Wege aus der Social Media Krise // Was sich ändern müsste, damit Klassik ankommt
Leider ist die Komplexität und Relevanz von Social Media Arbeit gerade in der Klassik noch nicht umfänglich anerkannt. Dabei benötigt es genau diese Anerkennung, um das Arbeitsfeld sowohl für Profis als auch für Selbstständige endlich zugänglicher zu gestalten. Der erste Schritt ist dabei eine genaue Betrachtung und Vermittlung der notwendigen Arbeitsprozesse: Von der Konzeption einer übergreifenden Marketing-Strategie für die Musiker*innen oder Ensembles, über die Auswahl geeigneter Plattformen, die Konzeption von interessanten und passenden Inhalten, die Erstellung eines Redaktionsplans und die gesamte Produktion, Nachbearbeitung und Veröffentlichung des Contents bis hin zur Betreuung der Community/den Follower*innen. All diese Schritte bedeuten Aufwand und nur, wenn wir uns diesem Aufwand und den notwendigen Skills bewusst werden, können wir Social Media Management als das anerkennen, was es ist: Arbeit. Ein kleines Wort, das eine große Außenwirkung haben und zu realen Veränderungen beitragen kann: Zum einen lernen wir, uns von der Vorstellung zu distanzieren, diese Tätigkeiten müssten uns allen gleichermaßen Freude bereiten, zum anderen wird leider nur das, was wir gemeinschaftlich als Arbeit bezeichnen und behandeln, schlussendlich auch als solche vergütet.

▶ **Dateneinträge**:
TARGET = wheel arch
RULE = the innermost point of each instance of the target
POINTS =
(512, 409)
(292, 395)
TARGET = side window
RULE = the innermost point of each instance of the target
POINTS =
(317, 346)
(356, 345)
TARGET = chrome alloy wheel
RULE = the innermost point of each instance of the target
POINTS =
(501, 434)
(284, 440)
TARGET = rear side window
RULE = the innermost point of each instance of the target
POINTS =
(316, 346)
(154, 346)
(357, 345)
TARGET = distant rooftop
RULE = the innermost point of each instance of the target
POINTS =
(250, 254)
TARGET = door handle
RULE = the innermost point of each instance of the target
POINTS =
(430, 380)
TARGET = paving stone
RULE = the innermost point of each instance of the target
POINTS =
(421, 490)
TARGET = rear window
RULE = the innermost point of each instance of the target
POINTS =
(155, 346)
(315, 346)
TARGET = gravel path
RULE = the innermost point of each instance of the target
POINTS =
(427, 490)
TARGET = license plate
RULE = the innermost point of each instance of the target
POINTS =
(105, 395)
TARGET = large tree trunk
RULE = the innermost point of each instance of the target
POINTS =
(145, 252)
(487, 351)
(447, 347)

▶ **Kurze Aufgabe**:
Beantworte diese Fragen zum Text über Social-Media-Arbeit in der Klassik:
1. Was ist laut dem Text der erste Schritt?
2. Womit endet die Aufzählung der notwendigen Arbeitsprozesse?
3. Als was sollen wir Social Media Management laut dem Text anerkennen?

▶ **Ergebnis**:
1. Der erste Schritt ist eine genaue Betrachtung und Vermittlung der notwendigen Arbeitsprozesse.
2. Die Aufzählung endet mit der Betreuung der Community beziehungsweise der Follower*innen.
3. Wir sollen Social Media Management als Arbeit anerkennen.